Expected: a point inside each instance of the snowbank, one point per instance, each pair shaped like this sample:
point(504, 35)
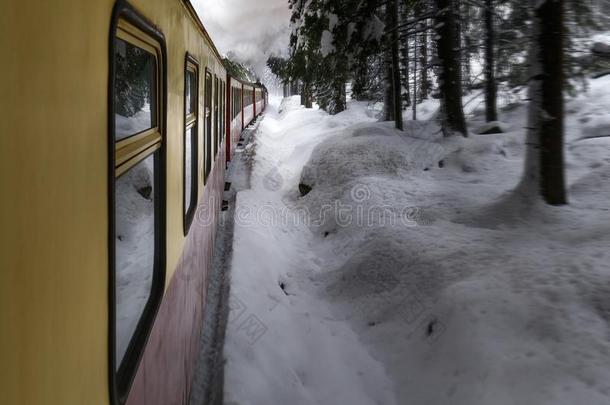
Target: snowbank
point(410, 272)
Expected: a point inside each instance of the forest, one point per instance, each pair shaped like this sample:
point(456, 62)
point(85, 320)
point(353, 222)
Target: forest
point(399, 53)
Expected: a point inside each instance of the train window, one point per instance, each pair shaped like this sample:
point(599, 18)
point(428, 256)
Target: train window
point(208, 124)
point(135, 81)
point(223, 109)
point(190, 157)
point(137, 217)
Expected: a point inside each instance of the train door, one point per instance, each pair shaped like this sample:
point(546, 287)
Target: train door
point(216, 114)
point(208, 124)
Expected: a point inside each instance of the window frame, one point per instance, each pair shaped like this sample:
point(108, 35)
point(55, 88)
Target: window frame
point(128, 24)
point(208, 106)
point(216, 108)
point(191, 121)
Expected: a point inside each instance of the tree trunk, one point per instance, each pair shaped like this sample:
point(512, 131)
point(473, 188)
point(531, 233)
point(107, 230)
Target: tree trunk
point(491, 113)
point(396, 86)
point(450, 80)
point(414, 78)
point(544, 163)
point(307, 95)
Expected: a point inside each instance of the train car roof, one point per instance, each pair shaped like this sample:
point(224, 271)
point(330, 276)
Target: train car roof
point(205, 33)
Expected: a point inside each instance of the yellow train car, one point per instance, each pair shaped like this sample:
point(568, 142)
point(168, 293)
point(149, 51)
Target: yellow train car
point(113, 149)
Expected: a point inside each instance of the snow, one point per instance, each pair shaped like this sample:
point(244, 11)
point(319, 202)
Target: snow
point(135, 244)
point(412, 272)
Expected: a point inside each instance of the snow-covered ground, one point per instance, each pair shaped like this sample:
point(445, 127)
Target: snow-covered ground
point(397, 281)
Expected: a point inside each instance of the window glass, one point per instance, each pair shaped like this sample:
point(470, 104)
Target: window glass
point(134, 90)
point(135, 248)
point(191, 92)
point(189, 137)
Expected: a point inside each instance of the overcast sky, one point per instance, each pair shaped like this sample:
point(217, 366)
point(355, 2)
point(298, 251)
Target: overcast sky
point(249, 29)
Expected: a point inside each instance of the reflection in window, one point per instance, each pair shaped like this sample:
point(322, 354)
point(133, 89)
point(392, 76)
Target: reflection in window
point(191, 92)
point(135, 248)
point(134, 82)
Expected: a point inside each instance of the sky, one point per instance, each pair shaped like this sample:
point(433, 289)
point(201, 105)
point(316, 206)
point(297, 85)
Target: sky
point(247, 30)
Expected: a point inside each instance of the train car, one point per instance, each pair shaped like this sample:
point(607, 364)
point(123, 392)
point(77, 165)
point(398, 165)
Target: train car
point(113, 151)
point(242, 110)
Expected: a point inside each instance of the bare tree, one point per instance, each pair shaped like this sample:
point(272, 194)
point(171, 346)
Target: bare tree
point(491, 113)
point(450, 77)
point(393, 87)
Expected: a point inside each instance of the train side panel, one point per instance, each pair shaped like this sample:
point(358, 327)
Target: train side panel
point(53, 210)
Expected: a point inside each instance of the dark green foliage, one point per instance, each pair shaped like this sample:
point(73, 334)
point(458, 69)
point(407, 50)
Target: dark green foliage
point(134, 71)
point(239, 71)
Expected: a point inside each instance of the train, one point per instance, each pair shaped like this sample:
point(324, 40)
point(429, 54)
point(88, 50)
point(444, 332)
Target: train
point(119, 120)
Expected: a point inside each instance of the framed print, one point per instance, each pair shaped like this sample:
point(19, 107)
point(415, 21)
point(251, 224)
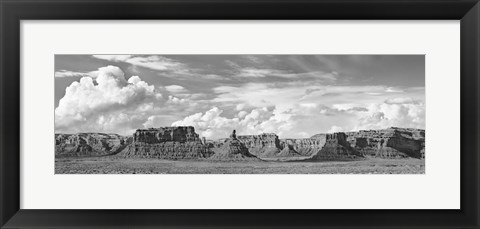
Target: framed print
point(239, 114)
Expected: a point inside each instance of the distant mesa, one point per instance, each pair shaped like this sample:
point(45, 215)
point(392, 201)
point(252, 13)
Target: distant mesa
point(89, 144)
point(182, 142)
point(233, 150)
point(167, 143)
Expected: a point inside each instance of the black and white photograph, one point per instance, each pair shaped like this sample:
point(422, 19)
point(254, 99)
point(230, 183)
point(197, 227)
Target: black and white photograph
****************************************
**Exercise brief**
Within the data above, how many lines include the word "black"? Respond with the number only.

**Solution to the exercise**
2